───── DATASET ROWS ─────

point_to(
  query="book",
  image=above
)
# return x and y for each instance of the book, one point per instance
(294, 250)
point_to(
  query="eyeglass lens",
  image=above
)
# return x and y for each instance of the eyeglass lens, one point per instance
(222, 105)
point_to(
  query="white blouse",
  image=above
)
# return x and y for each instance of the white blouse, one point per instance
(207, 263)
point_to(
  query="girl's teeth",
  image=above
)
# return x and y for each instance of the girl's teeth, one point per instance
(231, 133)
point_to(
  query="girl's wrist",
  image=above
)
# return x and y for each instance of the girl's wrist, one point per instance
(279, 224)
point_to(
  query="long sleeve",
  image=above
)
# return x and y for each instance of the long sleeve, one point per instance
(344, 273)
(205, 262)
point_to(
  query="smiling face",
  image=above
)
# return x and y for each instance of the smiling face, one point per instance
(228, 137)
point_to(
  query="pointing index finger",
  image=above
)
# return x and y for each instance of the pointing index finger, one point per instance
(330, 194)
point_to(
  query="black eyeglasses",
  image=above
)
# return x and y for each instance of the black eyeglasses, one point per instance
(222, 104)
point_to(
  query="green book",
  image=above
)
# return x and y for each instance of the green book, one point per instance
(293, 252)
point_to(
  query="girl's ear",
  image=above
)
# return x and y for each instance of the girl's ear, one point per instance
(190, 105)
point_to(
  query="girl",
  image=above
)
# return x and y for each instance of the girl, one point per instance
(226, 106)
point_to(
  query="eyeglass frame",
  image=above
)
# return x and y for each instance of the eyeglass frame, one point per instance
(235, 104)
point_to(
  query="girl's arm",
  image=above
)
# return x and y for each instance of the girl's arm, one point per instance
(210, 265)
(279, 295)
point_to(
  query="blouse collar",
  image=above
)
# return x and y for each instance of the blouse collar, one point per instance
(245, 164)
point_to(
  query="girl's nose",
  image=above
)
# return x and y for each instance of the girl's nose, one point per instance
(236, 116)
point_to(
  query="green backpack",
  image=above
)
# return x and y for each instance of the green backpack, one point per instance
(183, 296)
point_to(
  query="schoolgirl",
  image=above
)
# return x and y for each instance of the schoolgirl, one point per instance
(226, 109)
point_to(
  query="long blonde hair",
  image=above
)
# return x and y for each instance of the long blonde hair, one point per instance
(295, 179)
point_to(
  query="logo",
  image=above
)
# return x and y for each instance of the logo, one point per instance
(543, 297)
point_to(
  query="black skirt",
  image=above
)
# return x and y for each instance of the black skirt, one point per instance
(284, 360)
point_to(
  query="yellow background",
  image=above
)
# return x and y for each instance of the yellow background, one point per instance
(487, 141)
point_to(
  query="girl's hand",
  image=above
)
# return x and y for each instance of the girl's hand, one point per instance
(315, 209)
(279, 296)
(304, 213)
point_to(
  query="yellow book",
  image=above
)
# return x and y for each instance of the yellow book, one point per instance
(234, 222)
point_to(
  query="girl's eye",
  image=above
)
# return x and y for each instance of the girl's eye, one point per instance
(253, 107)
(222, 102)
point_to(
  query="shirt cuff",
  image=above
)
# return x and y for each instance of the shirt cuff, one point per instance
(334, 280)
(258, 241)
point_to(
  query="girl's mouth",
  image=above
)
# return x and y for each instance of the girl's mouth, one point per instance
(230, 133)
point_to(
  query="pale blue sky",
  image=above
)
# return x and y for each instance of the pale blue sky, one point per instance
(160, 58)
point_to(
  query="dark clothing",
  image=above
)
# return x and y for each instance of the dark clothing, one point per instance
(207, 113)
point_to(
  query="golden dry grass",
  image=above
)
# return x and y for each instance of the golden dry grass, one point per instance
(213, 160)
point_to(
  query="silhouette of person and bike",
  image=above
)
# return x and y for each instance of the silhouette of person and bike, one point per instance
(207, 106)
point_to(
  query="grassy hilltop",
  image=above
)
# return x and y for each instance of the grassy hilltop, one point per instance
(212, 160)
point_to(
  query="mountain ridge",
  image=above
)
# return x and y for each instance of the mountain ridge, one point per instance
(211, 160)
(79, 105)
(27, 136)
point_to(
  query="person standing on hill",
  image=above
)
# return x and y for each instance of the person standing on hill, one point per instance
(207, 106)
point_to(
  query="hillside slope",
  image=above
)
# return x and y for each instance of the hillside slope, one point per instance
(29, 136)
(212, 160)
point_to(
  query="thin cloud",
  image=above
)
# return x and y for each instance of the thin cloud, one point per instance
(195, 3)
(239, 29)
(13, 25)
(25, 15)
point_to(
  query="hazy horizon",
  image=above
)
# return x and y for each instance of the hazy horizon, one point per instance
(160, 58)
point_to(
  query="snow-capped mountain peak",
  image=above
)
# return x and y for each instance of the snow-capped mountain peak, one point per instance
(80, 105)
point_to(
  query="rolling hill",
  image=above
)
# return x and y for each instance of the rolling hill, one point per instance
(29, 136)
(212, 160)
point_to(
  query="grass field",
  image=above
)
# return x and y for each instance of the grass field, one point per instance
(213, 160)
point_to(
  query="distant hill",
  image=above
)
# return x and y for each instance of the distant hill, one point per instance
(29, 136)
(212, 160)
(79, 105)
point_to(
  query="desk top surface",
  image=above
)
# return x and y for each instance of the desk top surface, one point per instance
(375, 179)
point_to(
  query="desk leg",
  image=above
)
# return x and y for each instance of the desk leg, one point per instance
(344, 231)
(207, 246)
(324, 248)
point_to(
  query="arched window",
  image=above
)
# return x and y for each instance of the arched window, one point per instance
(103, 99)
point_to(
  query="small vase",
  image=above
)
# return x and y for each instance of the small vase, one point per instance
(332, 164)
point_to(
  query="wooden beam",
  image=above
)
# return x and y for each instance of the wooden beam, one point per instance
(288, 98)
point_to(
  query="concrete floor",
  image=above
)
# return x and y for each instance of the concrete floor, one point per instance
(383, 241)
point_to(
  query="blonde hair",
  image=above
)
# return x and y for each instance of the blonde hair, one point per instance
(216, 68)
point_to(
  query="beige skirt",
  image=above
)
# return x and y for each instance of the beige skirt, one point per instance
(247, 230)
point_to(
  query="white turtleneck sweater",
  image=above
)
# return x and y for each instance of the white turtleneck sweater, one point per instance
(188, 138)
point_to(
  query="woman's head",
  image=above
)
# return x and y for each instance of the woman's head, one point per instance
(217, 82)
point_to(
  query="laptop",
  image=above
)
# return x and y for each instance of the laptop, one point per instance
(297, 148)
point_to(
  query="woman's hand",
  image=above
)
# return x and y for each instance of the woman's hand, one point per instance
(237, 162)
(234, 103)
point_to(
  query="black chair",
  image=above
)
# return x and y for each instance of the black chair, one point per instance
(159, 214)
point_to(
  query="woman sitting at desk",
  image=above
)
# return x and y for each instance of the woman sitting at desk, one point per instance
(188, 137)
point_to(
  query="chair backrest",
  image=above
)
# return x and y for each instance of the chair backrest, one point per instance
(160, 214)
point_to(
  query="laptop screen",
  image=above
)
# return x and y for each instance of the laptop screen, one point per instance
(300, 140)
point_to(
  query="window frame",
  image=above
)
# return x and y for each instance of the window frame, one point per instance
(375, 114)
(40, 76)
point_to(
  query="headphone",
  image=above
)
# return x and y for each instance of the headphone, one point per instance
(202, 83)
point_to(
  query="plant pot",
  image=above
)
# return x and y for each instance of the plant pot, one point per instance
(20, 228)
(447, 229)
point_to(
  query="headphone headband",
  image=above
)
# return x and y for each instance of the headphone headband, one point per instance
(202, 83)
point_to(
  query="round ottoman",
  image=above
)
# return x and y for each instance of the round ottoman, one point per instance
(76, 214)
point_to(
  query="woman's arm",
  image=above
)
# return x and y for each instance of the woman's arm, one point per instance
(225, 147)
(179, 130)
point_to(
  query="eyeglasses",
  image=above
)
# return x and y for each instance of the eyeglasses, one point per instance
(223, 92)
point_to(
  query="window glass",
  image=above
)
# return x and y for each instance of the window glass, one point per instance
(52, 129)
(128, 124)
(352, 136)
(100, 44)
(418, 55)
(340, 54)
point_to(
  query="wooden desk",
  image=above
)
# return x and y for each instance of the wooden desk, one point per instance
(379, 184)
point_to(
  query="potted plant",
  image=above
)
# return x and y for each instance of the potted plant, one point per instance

─────

## WHAT IS EXPECTED
Which lines in the items above contain the word "small"? Gather each of them and copy it out in full.

## OUTPUT OF THE EXERCISE
  query="small vase",
# return x and y for each instance of the small vase, one point per instance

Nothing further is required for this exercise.